== Bereitgestellter Auszug ==
────────────────────

Vorgeblättert

Karlsch / Stokes: Faktor Öl, Teil 1

18.03.2003.
5. Auf dem Weg zur Mineralölautarkie? 1934 - 1939
5.1 Das Reichsbohrprogramm

Am 10. Januar 1934 fand im Reichswirtschaftsministerium eine Sitzung mit den wichtigsten deutschen Erdölunternehmen statt.(1) Die Reichsregierung gab bekannt, dass sie Darlehen für die Aufschließung neuer Erdölgebiete zur Verfügung stellen werde. Sie erklärte sich bereit, im Rahmen eines von der Geologischen Landesanstalt auszuarbeitenden Plans - später Reichsbohrprogramm genannt - die Hälfte der reinen Bohrkosten zu übernehmen. Sofern eine Bohrung erfolgreich war, sollte dann das verantwortliche Unternehmen aus den Gewinnen das Reichsdarlehen zurückzahlen. 
      Das Reichsbohrprogramm bot den Anlass für einschneidende Veränderungen der Rechtsgrundlagen bei der Erdölgewinnung. Preußen führte Ende 1934 den Staatsvorbehalt bei Erdöl ein und schuf damit überhaupt erst die Möglichkeit zur Anwendung moderner Aufschlussmethoden. Die Erdölverordnung vom 13. Dezember 1934 brachte den generellen Staatsvorbehalt, wobei die bereits existierenden Grundeigentümerrechte nicht berührt wurden. Der bis dahin vorherrschende Grundeigentümerbergbau hatte zu einer Zersplitterung der Flächen geführt, so dass es für die Erdölunternehmen schwer war, zu geschlossenen Gerechtsnamenkomplexen zu gelangen. Die neuen Bestimmungen ermöglichten dem Staat, einheitliche, meist auf 5 Jahre befristete Konzessionsverträge zu vergeben. In dieser Zeit musste mindestens eine Bohrung erfolgen. Bei Fündigkeit bestand Anspruch auf die Streckung von zwei Maximalfeldern in Größe von ca. 300 ha. Der Abbau wurde dann für 30 Jahre gegen einen Förderzins von 5 Prozent gewährt.(2) Damit war ein einheitlicher Aufschluss der Lagerstätten möglich.

────────────────────

== Datenteil ==
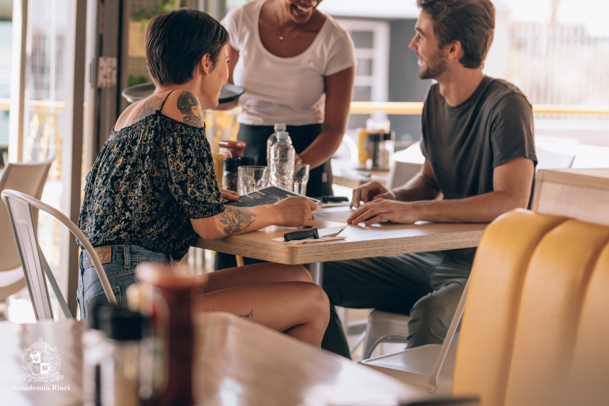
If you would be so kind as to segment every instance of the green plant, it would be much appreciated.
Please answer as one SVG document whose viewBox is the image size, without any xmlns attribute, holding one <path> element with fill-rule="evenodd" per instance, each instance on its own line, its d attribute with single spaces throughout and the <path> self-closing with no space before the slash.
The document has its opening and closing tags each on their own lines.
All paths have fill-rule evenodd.
<svg viewBox="0 0 609 406">
<path fill-rule="evenodd" d="M 141 29 L 143 31 L 148 25 L 150 18 L 155 15 L 163 12 L 169 12 L 175 9 L 175 0 L 158 0 L 157 5 L 154 7 L 141 9 L 133 13 L 131 21 L 139 21 L 141 23 Z"/>
</svg>

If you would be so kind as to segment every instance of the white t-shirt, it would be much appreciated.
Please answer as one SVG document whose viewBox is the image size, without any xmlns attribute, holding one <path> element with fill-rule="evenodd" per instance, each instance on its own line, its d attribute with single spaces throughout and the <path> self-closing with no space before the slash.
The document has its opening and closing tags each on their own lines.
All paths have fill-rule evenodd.
<svg viewBox="0 0 609 406">
<path fill-rule="evenodd" d="M 260 40 L 258 20 L 266 0 L 233 9 L 222 21 L 239 52 L 233 82 L 245 89 L 238 120 L 245 124 L 304 125 L 323 122 L 324 77 L 356 63 L 353 42 L 329 16 L 313 43 L 290 58 L 273 55 Z"/>
</svg>

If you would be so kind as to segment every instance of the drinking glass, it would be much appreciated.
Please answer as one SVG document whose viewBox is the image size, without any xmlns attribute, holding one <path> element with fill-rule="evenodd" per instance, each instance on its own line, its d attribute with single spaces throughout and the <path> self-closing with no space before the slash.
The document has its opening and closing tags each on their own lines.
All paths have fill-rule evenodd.
<svg viewBox="0 0 609 406">
<path fill-rule="evenodd" d="M 239 167 L 239 187 L 237 192 L 244 195 L 269 186 L 268 170 L 266 166 L 243 165 Z"/>
<path fill-rule="evenodd" d="M 306 183 L 309 181 L 309 164 L 303 164 L 294 171 L 294 193 L 306 194 Z"/>
</svg>

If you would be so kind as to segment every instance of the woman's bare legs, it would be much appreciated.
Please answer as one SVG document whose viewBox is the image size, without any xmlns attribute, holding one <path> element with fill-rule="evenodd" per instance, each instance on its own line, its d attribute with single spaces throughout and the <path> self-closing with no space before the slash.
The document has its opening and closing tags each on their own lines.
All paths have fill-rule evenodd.
<svg viewBox="0 0 609 406">
<path fill-rule="evenodd" d="M 301 265 L 283 265 L 274 262 L 227 268 L 207 275 L 209 279 L 206 292 L 273 282 L 313 282 L 311 273 Z"/>
<path fill-rule="evenodd" d="M 200 311 L 228 312 L 319 346 L 329 318 L 328 296 L 300 265 L 256 264 L 209 274 Z"/>
</svg>

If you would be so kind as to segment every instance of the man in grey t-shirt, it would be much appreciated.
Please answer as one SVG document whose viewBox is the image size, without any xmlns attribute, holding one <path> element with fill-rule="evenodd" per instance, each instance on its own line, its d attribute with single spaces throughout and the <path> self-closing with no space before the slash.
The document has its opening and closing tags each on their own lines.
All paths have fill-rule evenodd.
<svg viewBox="0 0 609 406">
<path fill-rule="evenodd" d="M 419 77 L 433 79 L 421 117 L 421 172 L 387 190 L 370 182 L 353 191 L 348 219 L 370 225 L 487 223 L 530 202 L 537 158 L 531 106 L 511 83 L 485 76 L 495 8 L 488 0 L 418 0 L 409 47 Z M 442 200 L 436 199 L 440 194 Z M 363 204 L 362 204 L 363 203 Z M 322 346 L 348 357 L 334 305 L 410 314 L 408 347 L 442 343 L 471 269 L 475 250 L 327 262 L 332 304 Z"/>
</svg>

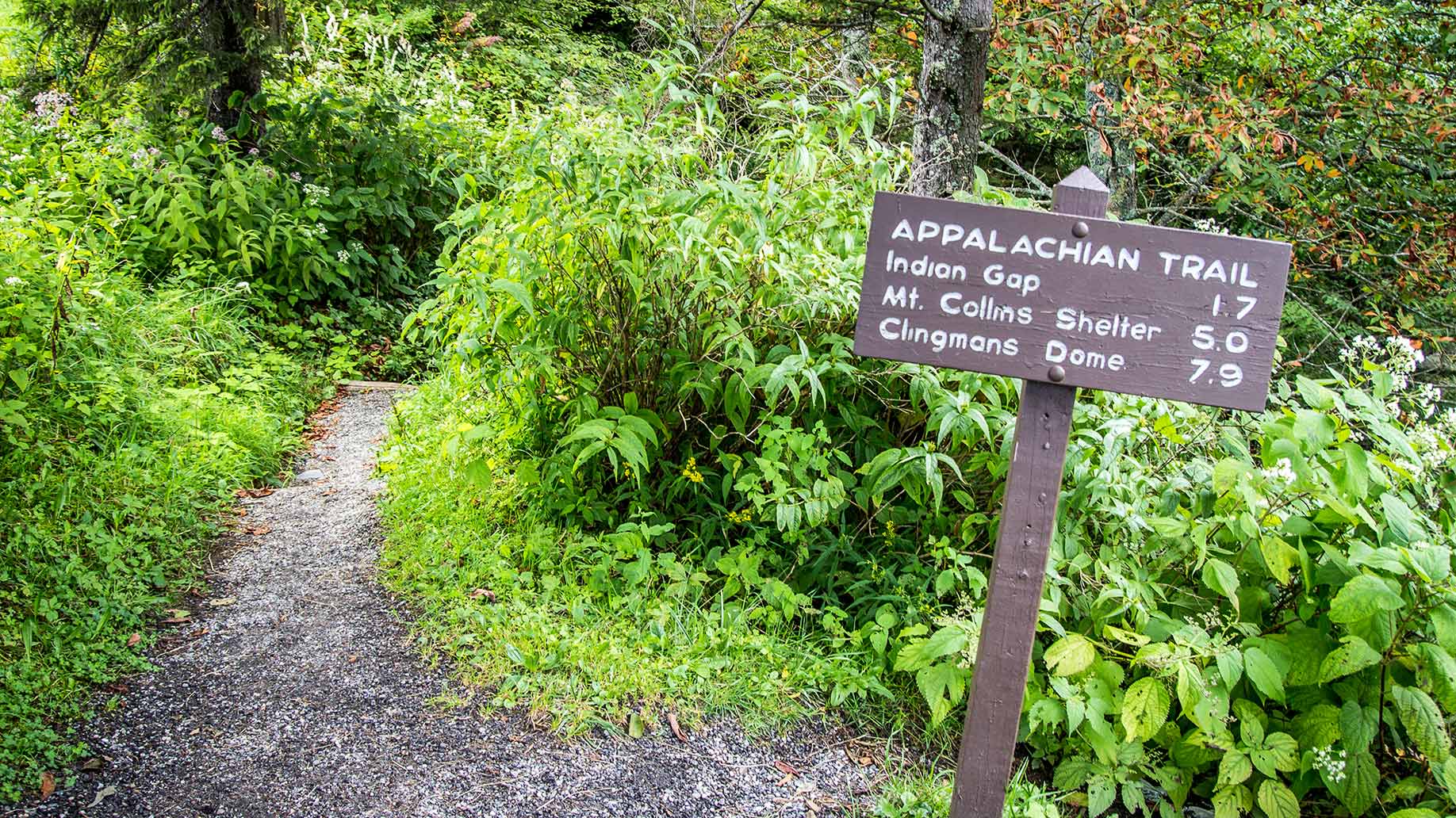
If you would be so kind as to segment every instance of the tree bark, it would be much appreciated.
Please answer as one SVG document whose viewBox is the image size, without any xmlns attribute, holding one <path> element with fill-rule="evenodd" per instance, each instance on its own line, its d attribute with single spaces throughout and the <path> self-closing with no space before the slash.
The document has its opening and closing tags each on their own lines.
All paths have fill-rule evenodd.
<svg viewBox="0 0 1456 818">
<path fill-rule="evenodd" d="M 910 192 L 948 196 L 976 183 L 992 0 L 923 0 L 925 49 Z"/>
<path fill-rule="evenodd" d="M 844 84 L 859 84 L 869 68 L 869 45 L 875 32 L 875 16 L 869 10 L 844 26 L 844 44 L 839 52 L 839 77 Z"/>
<path fill-rule="evenodd" d="M 249 48 L 249 31 L 258 26 L 255 0 L 204 0 L 204 20 L 208 32 L 207 49 L 223 76 L 207 93 L 207 118 L 224 130 L 237 127 L 242 109 L 233 95 L 242 92 L 246 102 L 262 92 L 264 67 L 256 48 Z"/>
</svg>

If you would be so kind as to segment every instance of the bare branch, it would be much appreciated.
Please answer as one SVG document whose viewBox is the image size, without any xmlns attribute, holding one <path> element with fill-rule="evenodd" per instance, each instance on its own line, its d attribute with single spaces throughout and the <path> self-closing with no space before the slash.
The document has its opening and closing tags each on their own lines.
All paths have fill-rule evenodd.
<svg viewBox="0 0 1456 818">
<path fill-rule="evenodd" d="M 708 60 L 703 60 L 703 64 L 697 67 L 699 77 L 706 74 L 709 68 L 712 68 L 719 60 L 722 60 L 724 54 L 728 52 L 728 45 L 732 42 L 734 35 L 737 35 L 743 29 L 743 26 L 748 25 L 748 20 L 751 20 L 753 16 L 759 13 L 759 9 L 761 6 L 763 0 L 753 0 L 753 3 L 748 4 L 748 9 L 738 17 L 738 22 L 735 22 L 732 28 L 728 29 L 728 33 L 725 33 L 724 38 L 718 41 L 718 45 L 713 47 L 713 52 L 708 55 Z"/>
<path fill-rule="evenodd" d="M 1390 164 L 1398 164 L 1406 170 L 1415 170 L 1417 173 L 1427 176 L 1433 180 L 1456 179 L 1456 170 L 1437 170 L 1428 164 L 1415 162 L 1414 159 L 1406 159 L 1398 153 L 1386 153 L 1385 157 Z"/>
<path fill-rule="evenodd" d="M 1025 179 L 1026 182 L 1029 182 L 1031 186 L 1040 195 L 1042 195 L 1045 198 L 1051 198 L 1051 188 L 1048 188 L 1045 182 L 1042 182 L 1041 179 L 1038 179 L 1031 170 L 1026 170 L 1021 164 L 1016 164 L 1016 162 L 1012 157 L 1009 157 L 1005 153 L 996 150 L 996 146 L 993 146 L 993 144 L 990 144 L 987 141 L 983 141 L 981 143 L 981 150 L 984 150 L 986 153 L 994 156 L 996 159 L 999 159 L 1002 162 L 1002 164 L 1005 164 L 1006 167 L 1010 167 L 1013 173 L 1016 173 L 1018 176 L 1021 176 L 1022 179 Z"/>
</svg>

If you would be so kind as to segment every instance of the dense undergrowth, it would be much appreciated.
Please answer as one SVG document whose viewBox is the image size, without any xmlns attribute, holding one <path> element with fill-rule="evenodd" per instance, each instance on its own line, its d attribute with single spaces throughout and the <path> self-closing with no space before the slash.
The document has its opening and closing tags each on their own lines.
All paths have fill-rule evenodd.
<svg viewBox="0 0 1456 818">
<path fill-rule="evenodd" d="M 131 635 L 144 646 L 198 582 L 230 491 L 278 472 L 341 376 L 431 373 L 379 460 L 381 572 L 475 700 L 629 735 L 670 713 L 827 712 L 949 754 L 1018 384 L 850 352 L 868 208 L 913 159 L 917 38 L 831 70 L 823 38 L 754 25 L 716 49 L 738 12 L 678 6 L 301 3 L 230 128 L 205 119 L 191 64 L 116 83 L 121 23 L 95 42 L 7 35 L 0 798 L 82 751 L 68 723 L 93 686 L 141 667 Z M 834 4 L 778 6 L 782 23 Z M 1008 33 L 1040 55 L 1016 65 L 1059 60 L 1024 6 Z M 1178 54 L 1127 70 L 1197 61 Z M 1028 164 L 1050 180 L 1083 162 L 1059 119 L 1082 93 L 1060 64 L 1029 68 L 993 77 L 992 128 L 1045 137 Z M 1258 141 L 1227 114 L 1134 122 L 1163 151 L 1146 214 L 1273 239 L 1334 224 L 1302 191 L 1341 173 L 1303 179 L 1318 157 L 1291 164 L 1283 131 Z M 1219 154 L 1223 192 L 1198 204 L 1179 194 L 1195 173 L 1168 169 L 1208 159 L 1204 127 L 1248 156 Z M 1370 201 L 1440 192 L 1389 179 Z M 960 195 L 1024 194 L 983 173 Z M 1268 412 L 1080 397 L 1013 814 L 1456 809 L 1456 410 L 1417 371 L 1452 295 L 1423 274 L 1420 323 L 1383 301 L 1398 287 L 1335 326 L 1309 304 L 1358 282 L 1321 265 L 1399 259 L 1331 253 L 1296 255 L 1310 300 L 1286 314 Z M 946 796 L 938 769 L 903 770 L 878 812 L 943 814 Z"/>
<path fill-rule="evenodd" d="M 309 378 L 218 288 L 149 290 L 6 215 L 0 237 L 0 796 L 79 750 L 92 686 L 201 582 L 233 488 L 297 445 Z M 32 223 L 33 224 L 33 223 Z M 47 226 L 48 227 L 48 226 Z"/>
<path fill-rule="evenodd" d="M 498 131 L 418 317 L 457 362 L 381 458 L 387 576 L 495 704 L 948 745 L 1016 389 L 849 352 L 895 99 L 667 61 Z M 1029 776 L 1093 815 L 1447 809 L 1456 413 L 1418 358 L 1360 339 L 1264 415 L 1083 394 Z"/>
</svg>

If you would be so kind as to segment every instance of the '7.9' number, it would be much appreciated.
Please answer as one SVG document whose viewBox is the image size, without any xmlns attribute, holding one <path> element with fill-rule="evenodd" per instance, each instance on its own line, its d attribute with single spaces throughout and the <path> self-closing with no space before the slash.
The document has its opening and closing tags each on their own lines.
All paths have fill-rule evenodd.
<svg viewBox="0 0 1456 818">
<path fill-rule="evenodd" d="M 1188 376 L 1188 383 L 1198 383 L 1198 380 L 1203 378 L 1203 374 L 1213 365 L 1213 361 L 1207 358 L 1190 358 L 1188 362 L 1192 364 L 1192 374 Z M 1208 378 L 1208 383 L 1213 383 L 1211 377 Z M 1243 367 L 1238 364 L 1223 364 L 1219 367 L 1219 383 L 1223 384 L 1224 389 L 1239 386 L 1243 383 Z"/>
</svg>

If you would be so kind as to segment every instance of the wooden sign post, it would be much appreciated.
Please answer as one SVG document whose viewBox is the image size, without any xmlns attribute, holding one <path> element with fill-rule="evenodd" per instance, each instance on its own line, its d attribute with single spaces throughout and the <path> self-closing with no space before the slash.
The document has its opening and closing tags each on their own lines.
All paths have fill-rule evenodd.
<svg viewBox="0 0 1456 818">
<path fill-rule="evenodd" d="M 1076 387 L 1262 410 L 1291 247 L 1107 221 L 1086 167 L 1054 213 L 878 194 L 855 352 L 1025 380 L 954 818 L 1000 818 Z"/>
</svg>

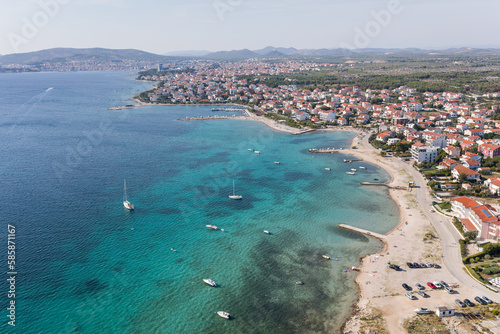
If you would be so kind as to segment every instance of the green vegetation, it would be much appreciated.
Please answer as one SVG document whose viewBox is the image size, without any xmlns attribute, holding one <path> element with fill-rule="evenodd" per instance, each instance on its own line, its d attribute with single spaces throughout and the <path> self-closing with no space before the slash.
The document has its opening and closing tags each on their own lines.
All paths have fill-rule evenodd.
<svg viewBox="0 0 500 334">
<path fill-rule="evenodd" d="M 373 71 L 360 71 L 359 67 L 353 69 L 322 71 L 304 71 L 280 75 L 242 75 L 238 79 L 247 79 L 253 82 L 266 84 L 276 88 L 281 85 L 294 84 L 300 88 L 342 88 L 358 86 L 362 90 L 367 88 L 382 90 L 395 89 L 406 85 L 416 88 L 418 92 L 426 91 L 441 93 L 451 91 L 457 93 L 485 93 L 500 90 L 500 71 L 434 71 L 422 69 L 421 72 L 409 74 L 379 74 L 385 66 L 374 67 Z"/>
</svg>

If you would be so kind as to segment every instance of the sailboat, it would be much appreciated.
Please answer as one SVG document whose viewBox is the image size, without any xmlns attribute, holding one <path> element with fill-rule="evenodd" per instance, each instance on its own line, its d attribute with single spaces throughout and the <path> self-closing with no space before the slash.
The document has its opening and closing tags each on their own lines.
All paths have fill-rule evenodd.
<svg viewBox="0 0 500 334">
<path fill-rule="evenodd" d="M 127 210 L 134 210 L 134 205 L 127 200 L 127 181 L 123 180 L 123 206 Z"/>
<path fill-rule="evenodd" d="M 242 199 L 243 198 L 243 196 L 235 194 L 235 192 L 234 192 L 234 180 L 233 180 L 233 194 L 229 195 L 229 198 L 230 199 Z"/>
</svg>

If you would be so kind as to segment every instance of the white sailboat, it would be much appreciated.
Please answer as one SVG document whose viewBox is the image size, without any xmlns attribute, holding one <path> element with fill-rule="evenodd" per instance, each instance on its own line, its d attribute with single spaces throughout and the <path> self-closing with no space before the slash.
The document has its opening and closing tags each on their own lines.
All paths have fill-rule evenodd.
<svg viewBox="0 0 500 334">
<path fill-rule="evenodd" d="M 134 205 L 127 200 L 127 181 L 123 180 L 123 206 L 127 210 L 134 210 Z"/>
<path fill-rule="evenodd" d="M 233 180 L 233 194 L 232 195 L 229 195 L 229 198 L 230 199 L 242 199 L 243 196 L 241 195 L 236 195 L 236 193 L 234 192 L 234 180 Z"/>
</svg>

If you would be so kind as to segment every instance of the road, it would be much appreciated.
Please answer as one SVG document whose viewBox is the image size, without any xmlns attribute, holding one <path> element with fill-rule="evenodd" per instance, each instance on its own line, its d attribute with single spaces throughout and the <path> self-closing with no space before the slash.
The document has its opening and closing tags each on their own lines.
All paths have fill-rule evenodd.
<svg viewBox="0 0 500 334">
<path fill-rule="evenodd" d="M 365 135 L 362 139 L 363 145 L 372 150 L 375 153 L 378 151 L 373 148 L 368 142 L 369 135 Z M 387 158 L 387 159 L 398 159 L 398 158 Z M 395 161 L 396 163 L 396 161 Z M 423 215 L 431 222 L 432 226 L 436 229 L 441 239 L 443 248 L 443 263 L 446 269 L 452 274 L 457 281 L 462 285 L 467 285 L 476 288 L 478 291 L 477 295 L 486 296 L 495 302 L 500 301 L 500 296 L 479 284 L 476 280 L 470 277 L 464 271 L 464 265 L 462 263 L 462 256 L 460 254 L 460 244 L 458 240 L 461 235 L 455 229 L 453 224 L 448 218 L 441 216 L 439 213 L 431 213 L 432 202 L 434 199 L 429 193 L 427 183 L 422 174 L 420 174 L 411 164 L 399 163 L 404 167 L 409 175 L 413 178 L 416 188 L 414 188 L 418 206 L 423 212 Z"/>
</svg>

────────────────────

== Kurze Aufgabe 1 ==
Welchen Anteil der reinen Bohrkosten wollte die Reichsregierung laut dem Auszug über das Reichsbohrprogramm übernehmen?
== Kurze Aufgabe 2 ==
Gib den Teil des Auszugs zwischen „18.03.2003.“ und „das Reichsdarlehen zurückzahlen.“ einschließlich dieser Wörter unverändert wieder.
Die Daten sind eigenständiges Material und gehören nicht zum Auszug.

== Schriftliche Antwort 1 ==
Die Hälfte der reinen Bohrkosten.

== Schriftliche Antwort 2 ==
18.03.2003.
5. Auf dem Weg zur Mineralölautarkie? 1934 - 1939
5.1 Das Reichsbohrprogramm

Am 10. Januar 1934 fand im Reichswirtschaftsministerium eine Sitzung mit den wichtigsten deutschen Erdölunternehmen statt.(1) Die Reichsregierung gab bekannt, dass sie Darlehen für die Aufschließung neuer Erdölgebiete zur Verfügung stellen werde. Sie erklärte sich bereit, im Rahmen eines von der Geologischen Landesanstalt auszuarbeitenden Plans - später Reichsbohrprogramm genannt - die Hälfte der reinen Bohrkosten zu übernehmen. Sofern eine Bohrung erfolgreich war, sollte dann das verantwortliche Unternehmen aus den Gewinnen das Reichsdarlehen zurückzahlen.